* [Passage provided]:
________

Single‐Cell RNA‐Seq of T Cells in B‐ALL Patients Reveals an Exhausted Subset with Remarkable Heterogeneity
Author(s) -
Wang Xiaofang,
Chen Yanjuan,
Li Zongcheng,
Huang Bingyan,
Xu Ling,
Lai Jing,
Lu Yuhong,
Zha Xianfeng,
Liu Bing,
Lan Yu,
Li Yangqiu
Publication year - 2021
Publication title -
advanced science
Language(s) - English
Resource type - Journals
SCImago Journal Rank - 5.388
H-Index - 100
ISSN - 2198-3844
DOI - 10.1002/advs.202101447
Subject(s) - tigit , biology , cd8 , effector , t cell , immunophenotyping , granulysin , b cell , cytotoxic t cell , cell , immunology , computational biology , flow cytometry , genetics , antigen , immune system , antibody , perforin , in vitro
Characterization of functional T cell clusters is key to developing strategies for immunotherapy and predicting clinical responses in leukemia. Here, single‐cell RNA sequencing is performed with T cells sorted from the peripheral blood of healthy individuals and patients with B cell‐acute lymphoblastic leukemia (B‐ALL). Unbiased bioinformatics analysis enabled the authors to identify 13 T cell clusters in the patients based on their molecular properties. All 11 major T cell subsets in healthy individuals are found in the patients with B‐ALL, with the counterparts in the patients universally showing more activated characteristics. Two exhausted T cell populations, characterized by up‐regulation of TIGIT , PDCD1 , HLADRA , LAG3 , and CTLA4 are specifically discovered in B‐ALL patients. Of note, these exhausted T cells possess remarkable heterogeneity, and ten sub‐clusters are further identified, which are characterized by different cell cycle phases, naïve states, and GNLY (coding granulysin) expression. Coupled with single‐cell T cell receptor repertoire profiling, diverse originations of the exhausted T cells in B‐ALL are suggested, and clonally expanded exhausted T cells are likely to originate from CD8 + effector memory/terminal effector cells. Together, these data provide for the first‐time valuable insights for understanding exhausted T cell populations in leukemia.

________

* [Supplied material]:
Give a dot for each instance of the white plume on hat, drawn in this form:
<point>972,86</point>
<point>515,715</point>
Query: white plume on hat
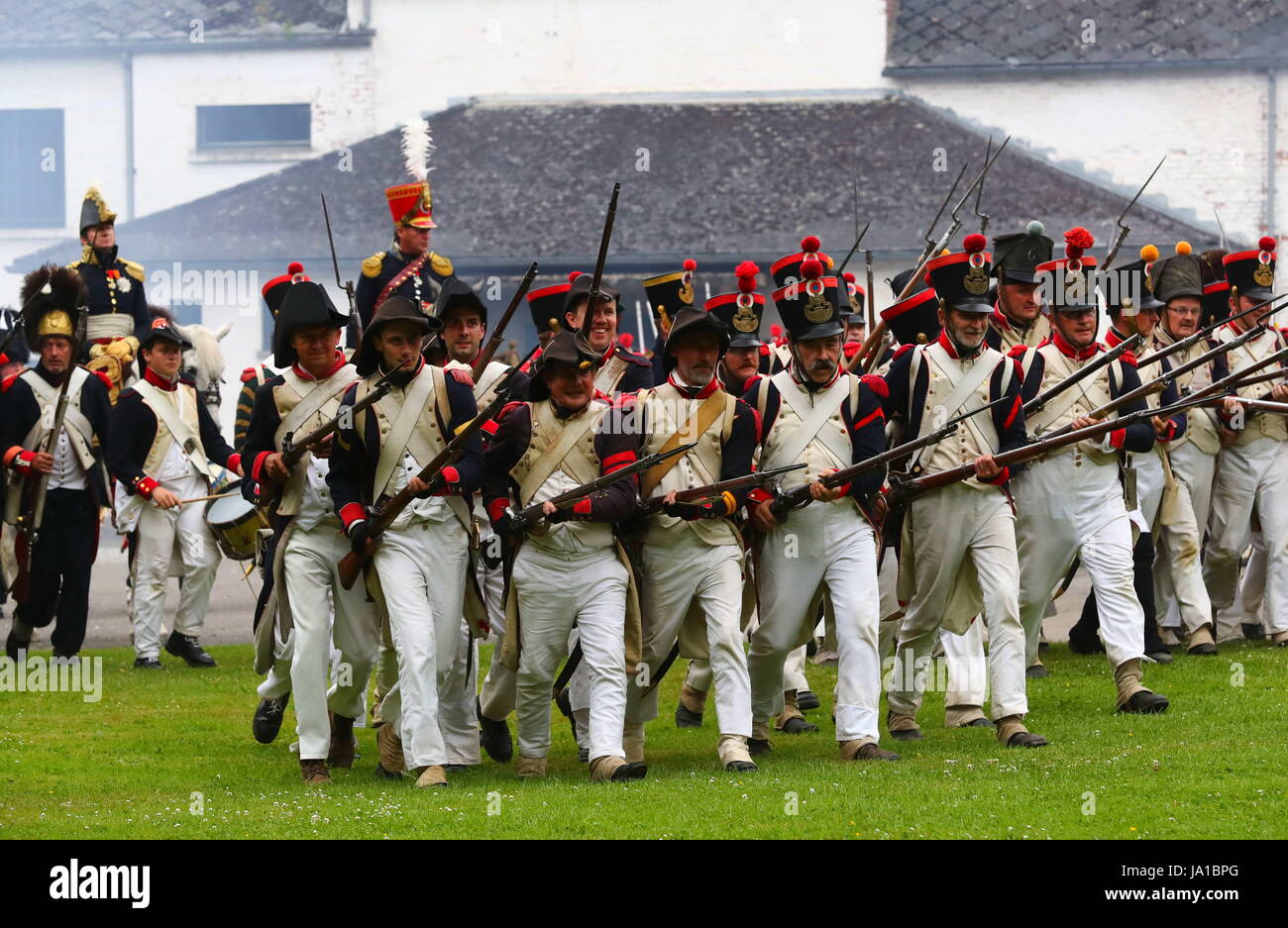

________

* [What to do]:
- 1) According to the summary of the single-cell study of T cells in B-ALL, how many T cell clusters did the analysis identify in the patients?
- 2) Do these statements agree with the summary of the single-cell study of T cells in B-ALL? Answer yes or no for each and quote the words that decide it.
(a) The T cells were taken from bone marrow.
(b) The exhausted T cells were split into ten sub-clusters.
(c) Three exhausted T cell populations were found only in B-ALL patients.

* [Per-task outputs]:
- 1) 13 T cell clusters.

- 2)
(a) No: "T cells sorted from the peripheral blood of healthy individuals and patients with B cell‐acute lymphoblastic leukemia (B‐ALL)"
(b) Yes: "ten sub‐clusters are further identified"
(c) No: "Two exhausted T cell populations, characterized by up‐regulation of TIGIT , PDCD1 , HLADRA , LAG3 , and CTLA4 are specifically discovered in B‐ALL patients"